Passage to read —
Author: Talip Ucar ([email protected])
Pytorch implementation of BYOL (https://arxiv.org/pdf/2006.07733v1.pdf) with custom Encoder.
Source: https://arxiv.org/pdf/2006.07733v1.pdf
Model consists of two networks; Online and Target networks. Target network can be considered as moving average of Online network. So, the parameters of Target network is updated using the parameters of Online network.
Each network is initialized with a "EncodeProject()" class.
EncoderProject consists of two networks: -Encoder to learn representation -Projection to project representation Thus, z = EncodeProject(x) ⟺ z = Project(Encode(x))
A Prediction network uses output of Online network to predict the output of Target network. In the process, Encoder learns useful representations of the data. High-level training looks like following:
xi = Transform(x) xj = Transform(x) Online Network zi = EncodeProject(xi) qi = Predictor(zi) Target Network zj = EncodeProject(xj) Training Objective: qi ⥵ zj
Note: To make training symmetric (meaning all networks see both xi, and xj), both (xi, xj) and (xj, xi) are fed to the networks.
For Encoder, Resnet18, or Resnet50 can be used (yet to be implemented). A custom CNN-based encoder model is also provided as a feault option, and its architecture is defined in yaml file of the model ("./config/byol.yaml").
Example:
conv_dims: - [ 3, 32, 5, 2, 1, 1] # [i, o, k, s, p, d] - [32, 128, 5, 2, 1, 1] # i=input channel, o=output channel, k = kernel, s = stride, p = padding, d = dilation - [128, 512, 5, 2, 1, 1] - 512
conv_dims
defines first 3 convolutional layer as well as input dimension of the projection head. You can change this architecture
by modifying it in yaml file. You can add more layers, or change the dimensions of existing ones.

Written request 1 —
For each statement about the BYOL description, answer yes or no and quote the words of the description that decide it: (a) The Target network's parameters are updated using the Online network's parameters. (b) Resnet50 is already implemented as an encoder option. (c) The custom encoder's architecture is defined in "./config/byol.yaml".
The BYOL description above and the entries that follow come from unrelated sources.

Material to process —

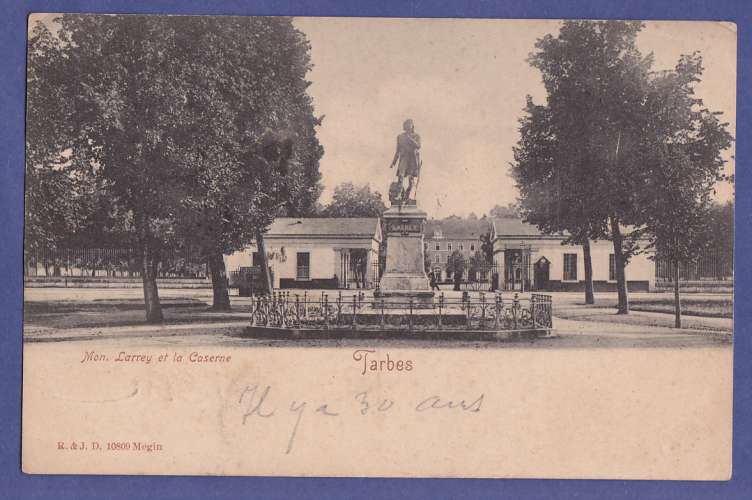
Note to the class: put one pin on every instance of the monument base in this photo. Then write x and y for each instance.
(403, 299)
(405, 279)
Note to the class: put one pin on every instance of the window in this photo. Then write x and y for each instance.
(570, 267)
(303, 266)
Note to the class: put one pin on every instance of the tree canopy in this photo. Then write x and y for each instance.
(618, 149)
(349, 200)
(197, 129)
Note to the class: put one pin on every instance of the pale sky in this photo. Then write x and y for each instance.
(464, 83)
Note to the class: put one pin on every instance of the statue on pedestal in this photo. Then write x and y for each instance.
(407, 159)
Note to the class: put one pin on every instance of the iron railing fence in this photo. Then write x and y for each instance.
(712, 265)
(335, 312)
(110, 263)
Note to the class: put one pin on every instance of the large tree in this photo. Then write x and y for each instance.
(683, 153)
(350, 200)
(596, 81)
(55, 198)
(181, 120)
(586, 157)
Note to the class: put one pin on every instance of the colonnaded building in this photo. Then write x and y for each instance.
(345, 253)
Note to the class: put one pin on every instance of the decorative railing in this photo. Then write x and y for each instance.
(486, 312)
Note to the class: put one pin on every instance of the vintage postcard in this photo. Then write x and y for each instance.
(378, 247)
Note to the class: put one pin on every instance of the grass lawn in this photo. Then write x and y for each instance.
(709, 307)
(64, 314)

Written request 2 —
Put the entries into a Markdown table with the columns "No." and "Entry line," starting at the line that contains "of the grass" and running through the end of the entries. Leave out blank lines.

Result 1 —
(a) Yes: "the parameters of Target network is updated using the parameters of Online network."
(b) No: "For Encoder, Resnet18, or Resnet50 can be used (yet to be implemented)."
(c) Yes: "its architecture is defined in yaml file of the model ("./config/byol.yaml")."

Result 2 —
| No. | Entry line |
|---|---|
| 1 | Note to the class: put one pin on every instance of the grass lawn in this photo. Then write x and y for each instance. |
| 2 | (709, 307) |
| 3 | (64, 314) |